Quote all of the data below exactly, please.

** Begin **

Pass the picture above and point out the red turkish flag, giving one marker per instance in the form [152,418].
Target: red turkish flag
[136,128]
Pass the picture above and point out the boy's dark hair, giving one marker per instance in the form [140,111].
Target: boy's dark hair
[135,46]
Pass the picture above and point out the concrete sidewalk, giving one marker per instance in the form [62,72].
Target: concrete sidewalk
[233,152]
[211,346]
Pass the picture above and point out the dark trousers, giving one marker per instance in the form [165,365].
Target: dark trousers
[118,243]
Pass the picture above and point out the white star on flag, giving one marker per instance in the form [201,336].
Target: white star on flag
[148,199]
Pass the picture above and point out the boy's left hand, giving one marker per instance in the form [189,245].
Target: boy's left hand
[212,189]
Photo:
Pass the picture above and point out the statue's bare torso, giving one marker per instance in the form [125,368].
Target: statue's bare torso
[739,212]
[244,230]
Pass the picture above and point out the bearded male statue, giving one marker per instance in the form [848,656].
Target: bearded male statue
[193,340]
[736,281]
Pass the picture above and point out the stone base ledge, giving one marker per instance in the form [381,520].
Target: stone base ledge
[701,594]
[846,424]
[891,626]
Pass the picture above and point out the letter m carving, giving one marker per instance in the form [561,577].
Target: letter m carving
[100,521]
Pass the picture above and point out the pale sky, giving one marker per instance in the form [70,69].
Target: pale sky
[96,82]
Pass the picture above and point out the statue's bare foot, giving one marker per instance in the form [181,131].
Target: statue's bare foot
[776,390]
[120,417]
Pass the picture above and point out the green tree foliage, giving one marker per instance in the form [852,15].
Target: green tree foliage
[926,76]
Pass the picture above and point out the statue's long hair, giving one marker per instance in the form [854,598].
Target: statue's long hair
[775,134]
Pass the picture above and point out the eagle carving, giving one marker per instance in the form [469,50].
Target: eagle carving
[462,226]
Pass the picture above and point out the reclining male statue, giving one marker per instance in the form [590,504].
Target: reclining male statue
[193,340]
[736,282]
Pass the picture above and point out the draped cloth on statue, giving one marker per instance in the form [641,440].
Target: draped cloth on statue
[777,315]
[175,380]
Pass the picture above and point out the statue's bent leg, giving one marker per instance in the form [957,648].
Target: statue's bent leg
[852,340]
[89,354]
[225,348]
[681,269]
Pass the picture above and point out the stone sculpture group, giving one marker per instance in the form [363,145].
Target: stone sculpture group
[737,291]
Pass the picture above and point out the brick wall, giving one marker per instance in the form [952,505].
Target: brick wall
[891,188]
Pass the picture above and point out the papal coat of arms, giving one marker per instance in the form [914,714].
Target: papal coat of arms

** End **

_Exercise solution_
Pass the picture above and point out the red turkish flag, giving one marker per instance in the form [152,418].
Target: red turkish flag
[136,128]
Pass the picture above and point out the boy's dark hair, giving one marker per instance in the form [140,111].
Target: boy's dark hair
[135,46]
Pass the picture above and point out the concrete sidewalk, giving one marker per instance in the form [62,72].
Target: concrete sidewalk
[233,152]
[211,346]
Pass the picture above and point out the dark trousers, giving one marker per instance in the form [165,365].
Target: dark trousers
[118,243]
Pass the picture above and point out the white star on flag, giving one marker per instance in the form [201,336].
Target: white star on flag
[148,199]
Pass the picture above and point out the boy's left hand, giving one marker per instance in the form [189,245].
Target: boy's left hand
[212,189]
Photo:
Pass the picture above and point out the statue's bare torso, giving one marker per instance in the form [125,368].
Target: statue's bare torso
[739,212]
[244,230]
Pass the picture above and point out the bearded male statue, giving one marker per instance in the form [848,656].
Target: bearded male statue
[193,340]
[736,281]
Pass the picture above and point out the stone base ledge, giving one marker per instance in the form [381,520].
Target: stone base ledge
[701,594]
[846,424]
[891,626]
Pass the picture above and point out the letter m carving, giving one marker per instance in the form [561,577].
Target: letter m carving
[100,521]
Pass the picture above and point out the pale sky, giving one marker per instance in the form [70,69].
Target: pale sky
[96,82]
Pass the picture above and point out the statue's bare foot, giving one marker per instance in the form [181,131].
Target: statue's bare foot
[776,390]
[120,417]
Pass the picture above and point out the green tree foliage, giving one marker per instance in the form [852,15].
Target: green tree foliage
[926,76]
Pass the picture above and point out the statue's long hair, giving one marker per instance in the form [854,598].
Target: statue's long hair
[775,134]
Pass the picture above and point out the eagle carving, giving one marker per instance in the form [469,50].
Target: eagle carving
[462,226]
Pass the picture above and point out the reclining male statue, giving one marker per instance in the form [590,504].
Target: reclining male statue
[193,340]
[736,282]
Pass the picture above and point out the draped cloth on statue, giving one marker per instance in the form [641,440].
Target: draped cloth on statue
[777,315]
[175,380]
Pass the picture above and point out the statue's bent leg, giving one marker per instance in the form [957,648].
Target: statue's bent leg
[852,340]
[89,354]
[225,348]
[681,269]
Pass the picture above and point out the stone sculpture group, giving one marker per instance in the form [363,145].
Target: stone sculpture group
[737,291]
Pass the picture above and point out the brick wall, giving one marker per instance in the form [952,505].
Target: brick wall
[891,188]
Pass the picture above and point out the papal coat of arms, giving one marker per instance in the form [914,714].
Target: papal coat of arms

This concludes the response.